### Exercise input

— BEGIN —

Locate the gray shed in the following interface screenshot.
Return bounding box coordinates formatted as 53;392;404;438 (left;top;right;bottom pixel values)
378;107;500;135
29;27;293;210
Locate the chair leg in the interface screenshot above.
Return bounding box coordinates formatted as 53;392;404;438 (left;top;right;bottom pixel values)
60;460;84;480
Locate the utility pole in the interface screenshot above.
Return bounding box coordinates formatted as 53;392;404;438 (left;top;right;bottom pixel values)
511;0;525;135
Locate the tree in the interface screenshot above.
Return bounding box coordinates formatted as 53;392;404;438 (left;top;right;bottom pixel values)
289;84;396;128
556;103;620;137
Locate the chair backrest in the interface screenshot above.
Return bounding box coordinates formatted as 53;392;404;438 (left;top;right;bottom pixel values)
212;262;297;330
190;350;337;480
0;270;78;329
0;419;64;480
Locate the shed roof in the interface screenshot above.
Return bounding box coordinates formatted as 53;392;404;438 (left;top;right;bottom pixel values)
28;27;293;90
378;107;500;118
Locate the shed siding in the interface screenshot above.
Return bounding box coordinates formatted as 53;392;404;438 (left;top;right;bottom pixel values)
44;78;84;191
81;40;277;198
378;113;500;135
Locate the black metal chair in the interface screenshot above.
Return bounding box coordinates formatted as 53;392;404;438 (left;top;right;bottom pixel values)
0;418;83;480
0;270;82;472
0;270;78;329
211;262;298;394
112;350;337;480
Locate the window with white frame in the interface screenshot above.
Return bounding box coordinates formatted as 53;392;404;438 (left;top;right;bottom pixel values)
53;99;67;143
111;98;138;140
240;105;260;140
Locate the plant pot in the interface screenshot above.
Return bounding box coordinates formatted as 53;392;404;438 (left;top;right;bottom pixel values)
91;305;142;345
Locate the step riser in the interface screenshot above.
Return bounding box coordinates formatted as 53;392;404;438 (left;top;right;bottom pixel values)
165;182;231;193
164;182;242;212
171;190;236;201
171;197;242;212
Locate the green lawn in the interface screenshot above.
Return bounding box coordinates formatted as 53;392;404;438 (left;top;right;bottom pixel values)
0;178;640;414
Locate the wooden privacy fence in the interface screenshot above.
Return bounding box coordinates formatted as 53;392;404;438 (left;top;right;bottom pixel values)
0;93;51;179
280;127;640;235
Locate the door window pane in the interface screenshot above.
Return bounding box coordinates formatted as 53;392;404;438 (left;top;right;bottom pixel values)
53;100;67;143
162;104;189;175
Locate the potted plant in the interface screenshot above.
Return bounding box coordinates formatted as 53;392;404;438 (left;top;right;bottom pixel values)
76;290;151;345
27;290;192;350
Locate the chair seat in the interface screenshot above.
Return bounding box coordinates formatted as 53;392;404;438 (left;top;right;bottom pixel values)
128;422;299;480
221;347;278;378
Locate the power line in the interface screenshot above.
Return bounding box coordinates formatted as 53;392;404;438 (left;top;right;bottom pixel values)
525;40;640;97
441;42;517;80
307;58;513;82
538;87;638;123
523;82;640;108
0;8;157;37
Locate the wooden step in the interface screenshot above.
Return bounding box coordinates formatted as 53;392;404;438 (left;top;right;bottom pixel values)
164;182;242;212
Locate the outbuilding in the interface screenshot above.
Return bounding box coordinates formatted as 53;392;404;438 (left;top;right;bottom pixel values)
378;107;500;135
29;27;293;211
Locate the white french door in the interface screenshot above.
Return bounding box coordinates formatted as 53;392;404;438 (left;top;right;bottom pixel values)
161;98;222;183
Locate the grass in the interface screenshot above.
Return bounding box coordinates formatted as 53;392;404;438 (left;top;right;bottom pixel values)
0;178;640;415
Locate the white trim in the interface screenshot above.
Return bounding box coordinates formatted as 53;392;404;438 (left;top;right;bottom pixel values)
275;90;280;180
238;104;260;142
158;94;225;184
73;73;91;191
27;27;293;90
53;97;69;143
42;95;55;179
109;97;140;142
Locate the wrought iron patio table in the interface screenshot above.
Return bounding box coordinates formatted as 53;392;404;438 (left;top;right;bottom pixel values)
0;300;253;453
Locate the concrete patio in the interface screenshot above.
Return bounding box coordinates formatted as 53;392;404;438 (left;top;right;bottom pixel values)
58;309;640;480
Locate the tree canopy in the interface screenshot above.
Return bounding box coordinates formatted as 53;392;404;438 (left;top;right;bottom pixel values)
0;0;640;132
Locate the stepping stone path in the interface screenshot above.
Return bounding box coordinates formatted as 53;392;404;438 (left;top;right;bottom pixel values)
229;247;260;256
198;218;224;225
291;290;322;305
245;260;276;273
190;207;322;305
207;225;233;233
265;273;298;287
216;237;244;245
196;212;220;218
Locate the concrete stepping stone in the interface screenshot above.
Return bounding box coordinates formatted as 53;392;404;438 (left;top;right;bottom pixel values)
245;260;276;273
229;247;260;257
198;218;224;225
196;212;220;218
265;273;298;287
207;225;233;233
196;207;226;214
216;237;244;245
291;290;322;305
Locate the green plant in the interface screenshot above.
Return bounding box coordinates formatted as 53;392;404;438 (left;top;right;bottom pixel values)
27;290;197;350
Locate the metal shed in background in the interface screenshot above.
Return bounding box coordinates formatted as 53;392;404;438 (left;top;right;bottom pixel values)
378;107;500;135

— END —
— BEGIN —

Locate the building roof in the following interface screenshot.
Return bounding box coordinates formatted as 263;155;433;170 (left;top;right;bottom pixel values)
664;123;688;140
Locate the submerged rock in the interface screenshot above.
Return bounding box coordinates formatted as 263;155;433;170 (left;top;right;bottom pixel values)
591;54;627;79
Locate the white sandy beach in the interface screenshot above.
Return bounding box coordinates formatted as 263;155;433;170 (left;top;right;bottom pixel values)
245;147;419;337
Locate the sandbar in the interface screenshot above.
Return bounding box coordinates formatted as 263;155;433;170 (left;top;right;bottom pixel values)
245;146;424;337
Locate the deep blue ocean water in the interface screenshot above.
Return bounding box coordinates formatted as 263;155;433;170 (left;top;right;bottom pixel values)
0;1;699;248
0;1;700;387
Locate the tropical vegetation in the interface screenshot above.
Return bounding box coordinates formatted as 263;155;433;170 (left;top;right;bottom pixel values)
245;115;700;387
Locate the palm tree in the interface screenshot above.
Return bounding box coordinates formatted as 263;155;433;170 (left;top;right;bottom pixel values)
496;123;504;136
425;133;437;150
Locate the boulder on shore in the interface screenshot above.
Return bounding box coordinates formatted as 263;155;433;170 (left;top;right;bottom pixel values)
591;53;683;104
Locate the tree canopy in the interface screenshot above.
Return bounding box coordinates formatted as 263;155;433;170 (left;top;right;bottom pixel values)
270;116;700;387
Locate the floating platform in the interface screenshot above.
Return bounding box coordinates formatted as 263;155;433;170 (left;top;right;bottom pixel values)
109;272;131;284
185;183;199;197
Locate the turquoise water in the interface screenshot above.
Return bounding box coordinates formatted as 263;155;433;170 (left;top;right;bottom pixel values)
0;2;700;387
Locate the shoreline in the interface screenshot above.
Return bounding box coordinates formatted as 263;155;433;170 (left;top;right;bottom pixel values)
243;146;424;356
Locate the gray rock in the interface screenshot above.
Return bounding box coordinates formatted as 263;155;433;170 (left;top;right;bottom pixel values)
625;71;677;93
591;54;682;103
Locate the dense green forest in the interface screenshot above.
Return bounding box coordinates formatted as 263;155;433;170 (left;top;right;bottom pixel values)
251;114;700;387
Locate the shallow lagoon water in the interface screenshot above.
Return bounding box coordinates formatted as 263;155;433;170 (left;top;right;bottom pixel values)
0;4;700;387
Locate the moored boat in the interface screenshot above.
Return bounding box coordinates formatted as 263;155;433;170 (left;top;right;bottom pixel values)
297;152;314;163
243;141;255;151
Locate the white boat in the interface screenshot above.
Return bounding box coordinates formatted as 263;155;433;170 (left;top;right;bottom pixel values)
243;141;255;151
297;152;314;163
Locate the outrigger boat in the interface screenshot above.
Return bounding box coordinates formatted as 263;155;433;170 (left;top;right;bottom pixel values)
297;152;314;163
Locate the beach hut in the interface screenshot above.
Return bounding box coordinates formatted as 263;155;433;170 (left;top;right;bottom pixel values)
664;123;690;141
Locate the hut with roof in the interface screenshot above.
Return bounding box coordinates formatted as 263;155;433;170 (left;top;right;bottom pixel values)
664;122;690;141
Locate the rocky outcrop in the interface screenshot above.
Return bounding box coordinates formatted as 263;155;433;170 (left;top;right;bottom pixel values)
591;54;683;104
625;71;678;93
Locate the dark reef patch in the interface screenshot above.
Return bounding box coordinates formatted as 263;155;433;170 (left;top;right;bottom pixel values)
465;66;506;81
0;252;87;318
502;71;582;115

— END —

### Goal
Rewrite the material from the line with "Locate the beach" up to and including the line with "664;123;690;141", multiplying each bounding box coordinate given as a result by 1.05 and rounding to whole numbers, with halves rounded up. Leave all other lines and the numbers in the sample format unchanged.

### Correct answer
Locate the beach hut in the interface screenshot above.
Return bounding box coordinates formatted as 263;155;433;170 (left;top;right;bottom pixel values)
697;129;725;148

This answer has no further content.